▶ **Work item**
Reproduce word for word the part of the scholarship article starting with "NEEDED: Special education" and going on through "serious behavioral problems.".

▶ **Source document**
#####

A Special Need

SANDIFORD SCHOLARSHIP SUPPORTS FUTURE SPECIAL EDUCATION TEACHERS

special need

NEEDED: Special education teachers. The unimaginative, timid or easily discouraged need not apply. Or, in the words of Kathy Sandiford Harrell, “These are the kids who need powerful teachers.”

Harrell (`71), a longtime special education teacher and administrator and her husband, Dave (`71), have made a perpetual commitment to serving special education by endowing the Harold M. and Catherine D. Sandiford Memorial Scholarship. The award assists aspiring special ed teachers within Georgia Southern’s College of Education.

She didn’t realize it at the time, but Harrell’s career path was underway by the time she arrived on the Georgia Southern campus. It began as a part-time job with, at the time, one of the rare institutions in Georgia serving children who were mentally challenged or who had serious behavioral problems.

“Outside of Augusta was Gracewood State School and Hospital,” she said. “My middle sister was in college and worked summer internships there. My older sister is a nurse and ended up working full-time. I began working there the summer before my senior year in high school, and I did that for four summers.

“I got very attached to several of them,” Harrell said, about working in the cottages with the kids. “Because of my work there, it drew me to special education.”

Special education is a challenging field and chief among the challenges is getting and keeping enough qualified good teachers. Too often, she said, there are not enough efforts to recruit and retain special education teachers, with school systems hiring teachers who have no training or experience in dealing with the field’s unique issues.

#####

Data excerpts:
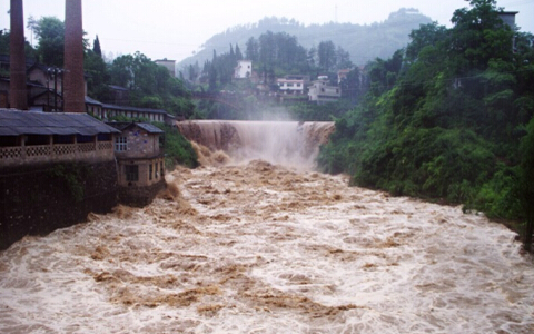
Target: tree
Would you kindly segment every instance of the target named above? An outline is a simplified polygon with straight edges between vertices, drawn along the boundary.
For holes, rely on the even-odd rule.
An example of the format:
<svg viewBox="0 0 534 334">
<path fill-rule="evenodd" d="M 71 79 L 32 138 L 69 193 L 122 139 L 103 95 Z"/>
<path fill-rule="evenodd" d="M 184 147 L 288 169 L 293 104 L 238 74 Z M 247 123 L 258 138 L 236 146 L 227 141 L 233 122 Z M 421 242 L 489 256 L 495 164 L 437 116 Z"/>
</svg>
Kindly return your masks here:
<svg viewBox="0 0 534 334">
<path fill-rule="evenodd" d="M 237 43 L 236 43 L 236 60 L 243 60 L 243 53 Z"/>
<path fill-rule="evenodd" d="M 317 49 L 317 56 L 319 58 L 319 68 L 325 72 L 329 72 L 337 62 L 336 46 L 332 40 L 322 41 Z"/>
<path fill-rule="evenodd" d="M 88 75 L 87 95 L 100 101 L 108 100 L 108 84 L 111 77 L 102 57 L 88 50 L 83 58 L 83 71 Z"/>
<path fill-rule="evenodd" d="M 95 38 L 95 42 L 92 45 L 92 51 L 99 56 L 100 58 L 102 58 L 102 50 L 100 49 L 100 40 L 98 39 L 98 35 L 97 37 Z"/>
<path fill-rule="evenodd" d="M 259 60 L 259 45 L 258 41 L 254 38 L 250 37 L 247 40 L 246 46 L 246 52 L 247 52 L 247 59 L 251 60 L 253 62 Z"/>
<path fill-rule="evenodd" d="M 65 51 L 65 24 L 58 18 L 42 17 L 39 20 L 28 20 L 36 38 L 39 39 L 37 55 L 42 63 L 62 67 Z"/>
</svg>

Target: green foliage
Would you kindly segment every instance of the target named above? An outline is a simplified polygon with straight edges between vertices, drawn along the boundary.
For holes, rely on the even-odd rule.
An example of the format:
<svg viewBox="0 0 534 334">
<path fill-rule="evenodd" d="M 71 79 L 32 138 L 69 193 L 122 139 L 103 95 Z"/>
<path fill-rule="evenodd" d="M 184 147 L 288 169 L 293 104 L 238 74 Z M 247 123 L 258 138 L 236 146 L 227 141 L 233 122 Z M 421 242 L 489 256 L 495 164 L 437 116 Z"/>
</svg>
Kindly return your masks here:
<svg viewBox="0 0 534 334">
<path fill-rule="evenodd" d="M 63 66 L 65 24 L 56 17 L 42 17 L 39 20 L 29 19 L 28 28 L 33 30 L 39 39 L 37 53 L 39 60 L 48 66 Z"/>
<path fill-rule="evenodd" d="M 109 71 L 102 57 L 92 50 L 86 51 L 83 71 L 87 78 L 87 95 L 93 99 L 106 101 L 109 99 Z"/>
<path fill-rule="evenodd" d="M 189 168 L 198 167 L 197 153 L 181 134 L 172 127 L 164 124 L 156 124 L 165 131 L 165 166 L 172 169 L 177 164 Z"/>
<path fill-rule="evenodd" d="M 194 111 L 191 94 L 184 81 L 170 76 L 140 52 L 118 57 L 109 66 L 110 82 L 130 89 L 134 107 L 165 109 L 189 118 Z"/>
<path fill-rule="evenodd" d="M 530 247 L 532 35 L 504 24 L 495 1 L 471 4 L 455 11 L 453 28 L 422 26 L 405 56 L 399 50 L 367 66 L 369 92 L 336 120 L 318 161 L 326 171 L 352 174 L 356 185 L 525 222 Z"/>
</svg>

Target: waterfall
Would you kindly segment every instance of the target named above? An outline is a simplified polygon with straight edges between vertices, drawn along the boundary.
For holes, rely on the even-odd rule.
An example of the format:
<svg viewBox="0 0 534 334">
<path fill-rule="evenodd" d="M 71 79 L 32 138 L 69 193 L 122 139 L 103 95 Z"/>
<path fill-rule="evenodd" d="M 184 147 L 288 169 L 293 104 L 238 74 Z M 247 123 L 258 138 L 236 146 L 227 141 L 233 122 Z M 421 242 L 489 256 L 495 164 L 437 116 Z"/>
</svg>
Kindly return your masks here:
<svg viewBox="0 0 534 334">
<path fill-rule="evenodd" d="M 177 124 L 187 139 L 224 150 L 234 161 L 313 166 L 319 146 L 335 130 L 333 121 L 190 120 Z"/>
</svg>

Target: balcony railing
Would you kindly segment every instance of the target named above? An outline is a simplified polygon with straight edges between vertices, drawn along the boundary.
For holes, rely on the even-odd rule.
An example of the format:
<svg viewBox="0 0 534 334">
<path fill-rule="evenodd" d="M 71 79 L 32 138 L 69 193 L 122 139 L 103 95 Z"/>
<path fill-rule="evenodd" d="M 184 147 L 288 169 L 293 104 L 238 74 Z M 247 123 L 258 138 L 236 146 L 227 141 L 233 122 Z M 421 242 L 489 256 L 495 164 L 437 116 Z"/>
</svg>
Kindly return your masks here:
<svg viewBox="0 0 534 334">
<path fill-rule="evenodd" d="M 0 166 L 112 157 L 112 141 L 0 147 Z"/>
</svg>

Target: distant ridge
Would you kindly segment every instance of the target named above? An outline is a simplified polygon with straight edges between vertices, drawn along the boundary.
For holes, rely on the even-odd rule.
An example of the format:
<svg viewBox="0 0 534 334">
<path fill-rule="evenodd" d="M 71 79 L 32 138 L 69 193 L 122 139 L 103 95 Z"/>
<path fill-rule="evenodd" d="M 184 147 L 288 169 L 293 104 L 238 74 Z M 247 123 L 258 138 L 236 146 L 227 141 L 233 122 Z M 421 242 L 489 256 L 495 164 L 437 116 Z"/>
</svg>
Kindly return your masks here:
<svg viewBox="0 0 534 334">
<path fill-rule="evenodd" d="M 286 32 L 295 36 L 298 43 L 306 49 L 318 46 L 320 41 L 332 40 L 336 46 L 350 53 L 350 60 L 357 66 L 364 66 L 376 57 L 387 59 L 396 50 L 404 48 L 409 42 L 409 32 L 418 29 L 421 24 L 431 23 L 432 19 L 417 9 L 400 8 L 389 14 L 383 22 L 372 24 L 353 23 L 325 23 L 304 26 L 294 19 L 264 18 L 257 23 L 236 26 L 217 33 L 202 45 L 202 50 L 178 63 L 178 70 L 198 61 L 199 66 L 210 60 L 214 49 L 217 55 L 230 51 L 230 43 L 239 45 L 244 52 L 246 42 L 250 37 L 259 38 L 267 31 Z"/>
</svg>

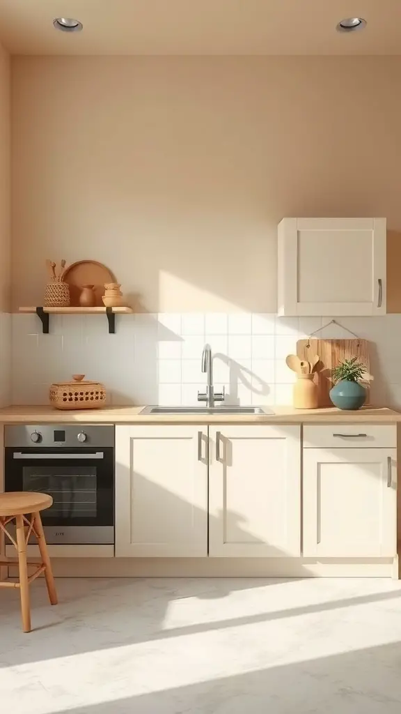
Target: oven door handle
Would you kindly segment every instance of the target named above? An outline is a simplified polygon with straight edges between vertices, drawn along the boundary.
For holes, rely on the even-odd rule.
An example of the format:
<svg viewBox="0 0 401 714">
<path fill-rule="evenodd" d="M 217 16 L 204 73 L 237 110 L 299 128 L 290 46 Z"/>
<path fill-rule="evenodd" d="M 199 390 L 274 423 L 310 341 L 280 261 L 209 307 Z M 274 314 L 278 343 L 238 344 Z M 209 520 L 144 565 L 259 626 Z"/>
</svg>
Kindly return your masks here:
<svg viewBox="0 0 401 714">
<path fill-rule="evenodd" d="M 34 458 L 41 460 L 58 459 L 60 461 L 64 461 L 67 458 L 86 458 L 91 460 L 104 458 L 104 454 L 103 451 L 96 451 L 95 453 L 23 453 L 22 451 L 14 451 L 13 458 L 24 458 L 29 461 Z"/>
</svg>

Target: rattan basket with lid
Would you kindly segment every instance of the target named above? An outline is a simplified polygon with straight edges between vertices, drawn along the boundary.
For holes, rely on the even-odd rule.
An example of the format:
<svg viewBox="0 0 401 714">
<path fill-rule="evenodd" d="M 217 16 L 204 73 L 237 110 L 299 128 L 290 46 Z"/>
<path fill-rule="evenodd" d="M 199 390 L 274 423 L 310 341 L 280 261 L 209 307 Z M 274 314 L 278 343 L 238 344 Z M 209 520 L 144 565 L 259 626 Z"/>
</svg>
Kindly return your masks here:
<svg viewBox="0 0 401 714">
<path fill-rule="evenodd" d="M 51 384 L 49 398 L 56 409 L 96 409 L 106 403 L 106 388 L 100 382 L 83 381 L 84 374 L 73 374 L 72 382 Z"/>
</svg>

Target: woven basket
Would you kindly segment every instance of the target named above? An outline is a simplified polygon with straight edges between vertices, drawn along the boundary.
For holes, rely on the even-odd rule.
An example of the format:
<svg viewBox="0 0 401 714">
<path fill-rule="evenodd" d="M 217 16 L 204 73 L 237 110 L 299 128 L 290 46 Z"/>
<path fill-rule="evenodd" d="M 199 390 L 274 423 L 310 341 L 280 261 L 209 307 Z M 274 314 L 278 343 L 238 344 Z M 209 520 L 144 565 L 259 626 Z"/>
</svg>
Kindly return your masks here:
<svg viewBox="0 0 401 714">
<path fill-rule="evenodd" d="M 56 280 L 48 283 L 44 291 L 44 306 L 46 308 L 68 308 L 69 305 L 68 283 L 59 283 Z"/>
<path fill-rule="evenodd" d="M 96 409 L 104 406 L 106 388 L 100 382 L 83 381 L 84 374 L 73 375 L 72 382 L 51 384 L 49 398 L 56 409 Z"/>
</svg>

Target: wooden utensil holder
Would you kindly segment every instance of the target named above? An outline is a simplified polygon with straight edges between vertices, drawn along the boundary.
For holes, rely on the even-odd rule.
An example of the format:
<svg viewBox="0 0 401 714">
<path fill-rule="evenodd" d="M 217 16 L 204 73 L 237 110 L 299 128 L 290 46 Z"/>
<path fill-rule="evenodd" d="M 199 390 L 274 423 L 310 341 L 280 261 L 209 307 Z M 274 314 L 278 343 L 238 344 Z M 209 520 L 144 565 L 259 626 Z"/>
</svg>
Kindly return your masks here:
<svg viewBox="0 0 401 714">
<path fill-rule="evenodd" d="M 298 374 L 294 384 L 293 403 L 295 409 L 317 409 L 319 390 L 313 381 L 313 374 Z"/>
</svg>

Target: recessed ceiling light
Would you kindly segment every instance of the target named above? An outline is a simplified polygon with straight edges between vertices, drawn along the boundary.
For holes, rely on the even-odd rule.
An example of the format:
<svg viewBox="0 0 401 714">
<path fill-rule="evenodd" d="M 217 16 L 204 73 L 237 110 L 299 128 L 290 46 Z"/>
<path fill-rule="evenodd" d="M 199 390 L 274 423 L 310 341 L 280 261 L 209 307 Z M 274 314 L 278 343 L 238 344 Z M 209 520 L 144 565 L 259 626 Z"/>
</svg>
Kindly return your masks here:
<svg viewBox="0 0 401 714">
<path fill-rule="evenodd" d="M 360 30 L 366 26 L 366 20 L 362 17 L 345 17 L 340 20 L 336 29 L 339 32 L 354 32 L 355 30 Z"/>
<path fill-rule="evenodd" d="M 73 20 L 71 17 L 56 17 L 53 24 L 56 30 L 63 32 L 79 32 L 82 29 L 82 23 L 79 20 Z"/>
</svg>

#####

▶ **Response to the task**
NEEDED: Special education teachers. The unimaginative, timid or easily discouraged need not apply. Or, in the words of Kathy Sandiford Harrell, “These are the kids who need powerful teachers.”

Harrell (`71), a longtime special education teacher and administrator and her husband, Dave (`71), have made a perpetual commitment to serving special education by endowing the Harold M. and Catherine D. Sandiford Memorial Scholarship. The award assists aspiring special ed teachers within Georgia Southern’s College of Education.

She didn’t realize it at the time, but Harrell’s career path was underway by the time she arrived on the Georgia Southern campus. It began as a part-time job with, at the time, one of the rare institutions in Georgia serving children who were mentally challenged or who had serious behavioral problems.